* Texto suministrado *

###

# mec



## vbergen

bonjour
¿"mec" se usa para  "amigo" y "amiga"? ¿o hay otra forma slang de referirse cuando es mujer?  ¿el plural del femenino y el masculino ambos serían "mecs"?


----------



## ALEPH-1

Hola en mis tiempos y en el mismo tono de "argot" para referirse a una chica "una tipa" se decía "une nenette" o incluso "une gonzesse" ambos con cierto carácter peyorativo. En tono más infantil "une quille" y se añadía "a la vanille". Pero espera mejores referencias en especial más actualizadas y de un nativo.


----------



## Yvan 6

" mec " solamente masculino ; ( plural, des mecs ) otra forma argot por mujer es " gonzesse".
  "mec" = " hombre "  a  veces "amigo".


----------



## Cintia&Martine

Buenas tardes, bonjour,

_Mec _recubre más o menos el campo semántico de _tío _en español.
La gran diferencia será cuando una chica habla de su _mec _para decir _mi "novio"/ mi chico/ el chico con el que salgo_.

Au revoir, hasta lugo


----------



## Philippe1185

rara vez se emplea "mec" para referirse a un amigo. creo que la mejor traducción sea "tipo" 

regarde ce mec là-bas = mira el tipo allá 

y como ya te lo han dicho, "mec" es siempre masculino e sólo se usa para referirse a un hombre


----------



## chics

_Un mec_ es más _un tipo/un tío/un payo_, el plural es _mecs_. El femenino (¿se escribe así?) es _une nana_.

Los amigos son _les potes_.


----------



## robert33

Tambien se puede decir "Salut, les mecs", para unos amigos.

###

* Datos proporcionados *

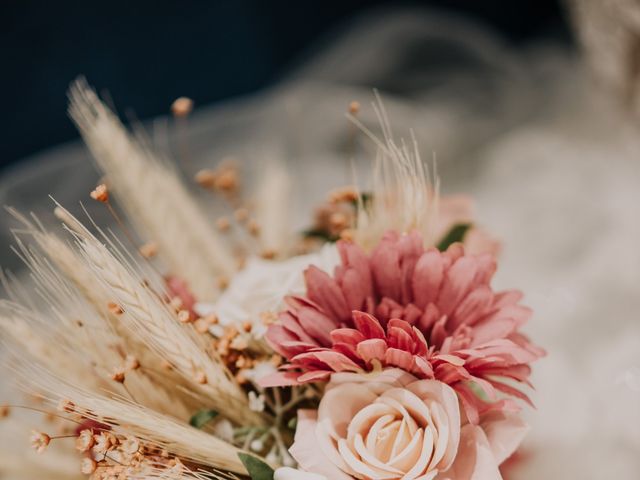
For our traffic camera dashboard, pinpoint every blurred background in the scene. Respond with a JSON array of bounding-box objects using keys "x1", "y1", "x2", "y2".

###

* Lista de tareas *
1. Indique si cada afirmación concuerda con el hilo sobre la palabra «mec». Responda sí o no y cite textualmente las palabras del hilo que lo deciden: (a) el plural de «mec» es «mecs»; (b) Philippe1185 afirma que «mec» se emplea con frecuencia para referirse a un amigo; (c) ALEPH-1 atribuye a «une nenette» y «une gonzesse» cierto carácter peyorativo.
2. Amplíe el hilo sobre la palabra «mec» a partir del punto en que se detiene.

* Las respuestas *
1.
(a) Sí: «plural, des mecs».
(b) No: «rara vez se emplea "mec" para referirse a un amigo».
(c) Sí: «ambos con cierto carácter peyorativo».

2.
Ahora, para "nana" la gente joven suele decir "meuf" (en verlan).


----------



## chics

"Salut, les mecs" significa algo así como "¡Hola, chicos!", se usa cuando nos encontramos con los colegas, por ejemplo...


----------



## Pariscope1

*NUEVA PREGUNTA*
Hilos unidos​
hola, me gustaría saber si alguien sabe lo que significa mec

Gracias,


----------



## Maikel

Mec en España sería "tío".


----------



## Pariscope1

está utilizado en un texte literario en la siguiente frase

Il est canon, ce mec


----------



## Vergari

Bienvenido Pariscope,

Sí, como bien dice Maikel, "tío" en el lenguaje vulgar o coloquial, o sea "hombre".

Saludos


----------



## Ony

Un mec c'est un gars, c'est assez familier comme terme ceci dit


----------



## Vergari

Hola otra vez:

Il est canon, ce mec = está bueno este tío = qué bueno que está el tío

Mira este enlace.

Si es un texto literario significa que el diálogo reproduce un lenguaje coloquial.

Saludos


----------



## Pariscope1

Muchas gracias por vuestro interés. Me ha servido de mucho.


----------



## mariaeulalia

NUEVA PREGUNTA
Hilos unidos​ 
Bonjour:

Si quelq'un peut m'aider, je ne comprend pas la signification de " ce-mec-la " . Le contexte est: Ce mec-la, avant de ce déguiser un noble, c'était un pauvre matelot.

Merci


----------



## Orbayu

Bonjour;
Yo lo traduciría por "Ese chico...". Sin embargo, tengo dudas sobre el resto de la frase. Para mí, tendría más sentido que fuera "avant de *se* déguiser *en* noble".
Saludos,


----------



## Athos de Tracia

Buenas tardes:

...*aquel/ese tipo*....



Orbayu said:


> Sin embargo, tengo dudas sobre el resto de la frase. Para mí, tendría más sentido que fuera "avant de *se* déguiser *en* noble".


 
Para mí también. Igual que _ce mec-la_ que yo escribiría ce mec-*là*.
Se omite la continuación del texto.